Dataset excerpts:
====

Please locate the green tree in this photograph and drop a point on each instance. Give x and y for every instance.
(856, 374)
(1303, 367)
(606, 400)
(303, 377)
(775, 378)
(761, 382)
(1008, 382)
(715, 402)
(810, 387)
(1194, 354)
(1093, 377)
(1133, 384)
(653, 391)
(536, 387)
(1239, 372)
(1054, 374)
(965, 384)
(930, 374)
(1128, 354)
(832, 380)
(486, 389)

====

* REQUIREMENT:
Type the data again exactly. Leave nothing out.

* OUTPUT:
Please locate the green tree in this photograph and drop a point on each instance. Give x and y for every instance.
(856, 374)
(1303, 367)
(606, 400)
(303, 377)
(775, 378)
(761, 382)
(1008, 382)
(715, 402)
(810, 387)
(1194, 354)
(1093, 377)
(1133, 384)
(653, 391)
(536, 387)
(1239, 372)
(1054, 374)
(965, 384)
(930, 374)
(1128, 354)
(832, 380)
(486, 389)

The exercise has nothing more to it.